▶ **Enunciado 1**
Edite o trecho do notebook PySpark de "# Profile dos" até "getOrCreate()", trocando "512m" por "1g".
▶ **Enunciado 2**
Traduza para o inglês o título do trecho do notebook PySpark, "Profile dos Dados".
▶ **Enunciado 3**
Responda às perguntas abaixo com base no trecho do notebook PySpark.
(a) Qual valor é definido para "spark.executor.memory"?
(b) Que tipo a coluna "radiation_level" tem na saída do primeiro printSchema?
(c) Para qual tipo a coluna "humidity" é convertida em In [7]?

▶ **Trecho**
# Profile dos Dados

In [1]:
from pyspark.sql import SparkSession

In [2]:
spark = SparkSession.\
        builder.\
        appName("pyspark-notebook").\
        master("spark://spark-master:7077").\
        config("spark.executor.memory", "512m").\
        getOrCreate()

In [3]:
import pandas as pd
import numpy as np
from pyspark.sql.types import IntegerType
from pyspark.sql.types import TimestampType
from pyspark.sql import functions as F
from pyspark.sql.functions import isnan, when, count, col

In [4]:
sensor_df = spark.read.option("delimiter", ",").csv('sensor_data.csv', inferSchema = True, header = True)
sensor_df.show()

+------------+-------------------+--------+-------+---------+------------+---------------+--------------------+-----------+--------------+-------------------+
|ambient_temp|           datetime|humidity|    lat|      lng|photo_sensor|radiation_level|           sensor_id|sensor_name|   sensor_uuid|          timestamp|
+------------+-------------------+--------+-------+---------+------------+---------------+--------------------+-----------+--------------+-------------------+
|       16.70|2017-08-30 18:42:45| 76.4517|  36.17|-119.7462|      1003.3|            201|c6698873b4f14b995...| California|probe-2a2515fc|2017-08-30 13:12:45|
|       17.33|2017-08-30 19:02:10| 85.4126|  36.17|-119.7462|      1004.9|            195|c6698873b4f14b995...| California|probe-62e06003|2017-08-30 13:32:10|
|       18.98|2017-08-30 15:31:23| 78.6092|39.0646|-105.3272|      1020.2|            198|2d5831578ea970d0c...|   Colorado|probe-d1bf2004|2017-08-30 10:01:23|
|       17.04|2017-08-30 17:59:14| 83.6593|  3

In [6]:
sensor_df.printSchema()

root
 |-- ambient_temp: string (nullable = true)
 |-- datetime: string (nullable = true)
 |-- humidity: string (nullable = true)
 |-- lat: double (nullable = true)
 |-- lng: double (nullable = true)
 |-- photo_sensor: double (nullable = true)
 |-- radiation_level: integer (nullable = true)
 |-- sensor_id: string (nullable = true)
 |-- sensor_name: string (nullable = true)
 |-- sensor_uuid: string (nullable = true)
 |-- timestamp: string (nullable = true)



In [7]:
sensor_df = sensor_df.withColumn("ambient_temp", sensor_df["ambient_temp"].cast(IntegerType()))
sensor_df = sensor_df.withColumn("humidity", sensor_df["humidity"].cast(IntegerType()))
sensor_df.printSchema()

root
 |-- ambient_temp: integer (nullable = true)
 |-- datetime: string (nullable = true)
 |-- humidity: integer (nullable = true)
 |-- lat: double (nullable = true)
 |-- lng: double (nullable = true)
 |-- photo_sensor: double (nullable = true)

▶ **Informações extraídas**

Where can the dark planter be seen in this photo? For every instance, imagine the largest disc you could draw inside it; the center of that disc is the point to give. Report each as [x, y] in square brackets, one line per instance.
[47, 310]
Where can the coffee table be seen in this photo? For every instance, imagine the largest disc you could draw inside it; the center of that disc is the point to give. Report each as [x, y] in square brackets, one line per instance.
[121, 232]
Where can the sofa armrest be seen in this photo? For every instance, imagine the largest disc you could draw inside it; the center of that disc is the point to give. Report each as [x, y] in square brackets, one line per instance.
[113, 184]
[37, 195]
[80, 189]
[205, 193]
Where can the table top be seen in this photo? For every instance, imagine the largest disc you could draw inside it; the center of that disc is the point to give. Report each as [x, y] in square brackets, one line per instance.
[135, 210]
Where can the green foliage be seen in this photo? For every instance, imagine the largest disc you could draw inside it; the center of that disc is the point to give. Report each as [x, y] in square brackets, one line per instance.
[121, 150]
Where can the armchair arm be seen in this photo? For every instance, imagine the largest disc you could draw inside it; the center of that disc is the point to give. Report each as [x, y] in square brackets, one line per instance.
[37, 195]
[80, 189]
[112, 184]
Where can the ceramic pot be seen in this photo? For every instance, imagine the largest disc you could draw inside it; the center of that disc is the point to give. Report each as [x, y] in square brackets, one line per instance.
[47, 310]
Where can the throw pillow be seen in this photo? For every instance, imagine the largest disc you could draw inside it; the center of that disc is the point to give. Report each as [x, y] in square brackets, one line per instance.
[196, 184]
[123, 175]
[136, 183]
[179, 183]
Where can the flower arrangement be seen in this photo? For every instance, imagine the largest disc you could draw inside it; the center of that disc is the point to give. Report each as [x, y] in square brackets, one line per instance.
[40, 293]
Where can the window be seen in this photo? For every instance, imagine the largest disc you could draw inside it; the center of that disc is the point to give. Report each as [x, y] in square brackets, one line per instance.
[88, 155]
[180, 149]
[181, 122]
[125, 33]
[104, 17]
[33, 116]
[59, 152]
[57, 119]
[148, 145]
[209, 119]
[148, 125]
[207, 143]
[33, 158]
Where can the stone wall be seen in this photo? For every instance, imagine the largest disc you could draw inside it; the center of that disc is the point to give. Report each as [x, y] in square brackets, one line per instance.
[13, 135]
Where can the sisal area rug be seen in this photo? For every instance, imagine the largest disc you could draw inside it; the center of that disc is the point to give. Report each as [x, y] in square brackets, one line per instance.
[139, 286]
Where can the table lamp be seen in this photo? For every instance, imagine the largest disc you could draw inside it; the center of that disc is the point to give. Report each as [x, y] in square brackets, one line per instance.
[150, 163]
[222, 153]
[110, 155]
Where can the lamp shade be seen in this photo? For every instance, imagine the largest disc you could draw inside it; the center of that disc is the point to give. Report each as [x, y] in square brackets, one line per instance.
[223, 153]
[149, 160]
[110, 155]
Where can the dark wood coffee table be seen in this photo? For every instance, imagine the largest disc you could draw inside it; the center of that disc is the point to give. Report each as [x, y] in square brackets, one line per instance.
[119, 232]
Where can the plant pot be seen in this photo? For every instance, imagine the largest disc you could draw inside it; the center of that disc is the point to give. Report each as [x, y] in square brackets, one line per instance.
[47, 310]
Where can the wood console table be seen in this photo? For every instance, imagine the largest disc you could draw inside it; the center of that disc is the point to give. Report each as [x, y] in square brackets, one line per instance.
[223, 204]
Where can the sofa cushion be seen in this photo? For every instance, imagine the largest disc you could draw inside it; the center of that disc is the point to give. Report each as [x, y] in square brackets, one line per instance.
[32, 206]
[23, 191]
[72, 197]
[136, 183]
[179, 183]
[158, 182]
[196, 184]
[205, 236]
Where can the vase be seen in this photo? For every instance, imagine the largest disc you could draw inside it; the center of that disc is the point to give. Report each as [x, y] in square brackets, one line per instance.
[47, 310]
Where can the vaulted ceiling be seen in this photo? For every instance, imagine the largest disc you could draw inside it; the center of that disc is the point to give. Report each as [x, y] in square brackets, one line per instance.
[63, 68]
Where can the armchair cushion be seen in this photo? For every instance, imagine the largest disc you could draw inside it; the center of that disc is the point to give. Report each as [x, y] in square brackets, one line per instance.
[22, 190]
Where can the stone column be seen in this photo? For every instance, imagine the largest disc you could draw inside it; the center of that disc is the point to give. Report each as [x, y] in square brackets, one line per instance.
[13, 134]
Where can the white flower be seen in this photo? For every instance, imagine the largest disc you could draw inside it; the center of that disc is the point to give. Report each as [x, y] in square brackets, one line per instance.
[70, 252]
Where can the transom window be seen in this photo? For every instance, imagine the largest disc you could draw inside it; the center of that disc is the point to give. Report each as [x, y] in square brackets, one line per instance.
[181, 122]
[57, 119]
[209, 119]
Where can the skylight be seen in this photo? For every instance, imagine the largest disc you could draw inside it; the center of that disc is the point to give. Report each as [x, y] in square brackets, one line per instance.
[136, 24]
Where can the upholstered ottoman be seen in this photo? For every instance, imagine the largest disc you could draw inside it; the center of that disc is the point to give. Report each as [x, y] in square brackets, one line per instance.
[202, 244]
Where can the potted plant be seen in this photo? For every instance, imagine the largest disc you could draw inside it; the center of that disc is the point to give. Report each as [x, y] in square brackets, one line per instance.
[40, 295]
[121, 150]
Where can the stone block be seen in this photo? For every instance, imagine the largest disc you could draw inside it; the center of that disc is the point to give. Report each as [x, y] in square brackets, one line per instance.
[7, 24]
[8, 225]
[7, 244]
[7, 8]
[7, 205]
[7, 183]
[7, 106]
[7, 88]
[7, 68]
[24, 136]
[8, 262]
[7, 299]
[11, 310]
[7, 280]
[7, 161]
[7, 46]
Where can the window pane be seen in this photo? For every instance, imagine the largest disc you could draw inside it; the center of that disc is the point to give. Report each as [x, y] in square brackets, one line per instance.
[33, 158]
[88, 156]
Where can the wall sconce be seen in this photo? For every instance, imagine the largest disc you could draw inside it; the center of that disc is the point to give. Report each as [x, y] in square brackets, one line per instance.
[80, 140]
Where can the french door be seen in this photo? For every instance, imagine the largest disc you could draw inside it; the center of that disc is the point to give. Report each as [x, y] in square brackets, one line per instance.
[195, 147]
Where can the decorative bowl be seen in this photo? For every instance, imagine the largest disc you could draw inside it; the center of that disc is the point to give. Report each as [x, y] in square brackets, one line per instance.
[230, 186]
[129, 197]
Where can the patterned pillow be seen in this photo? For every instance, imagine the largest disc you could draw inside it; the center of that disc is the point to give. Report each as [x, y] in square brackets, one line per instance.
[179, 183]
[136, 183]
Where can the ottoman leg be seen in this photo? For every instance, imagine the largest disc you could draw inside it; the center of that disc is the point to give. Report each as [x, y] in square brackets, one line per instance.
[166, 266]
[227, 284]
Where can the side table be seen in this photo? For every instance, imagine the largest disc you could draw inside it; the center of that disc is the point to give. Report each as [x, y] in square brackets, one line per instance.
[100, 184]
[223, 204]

▶ **Resposta final 1**
# Profile dos Dados

In [1]:
from pyspark.sql import SparkSession

In [2]:
spark = SparkSession.\
        builder.\
        appName("pyspark-notebook").\
        master("spark://spark-master:7077").\
        config("spark.executor.memory", "1g").\
        getOrCreate()

▶ **Resposta final 2**
Data Profile

▶ **Resposta final 3**
(a) 512m
(b) integer
(c) IntegerType (integer)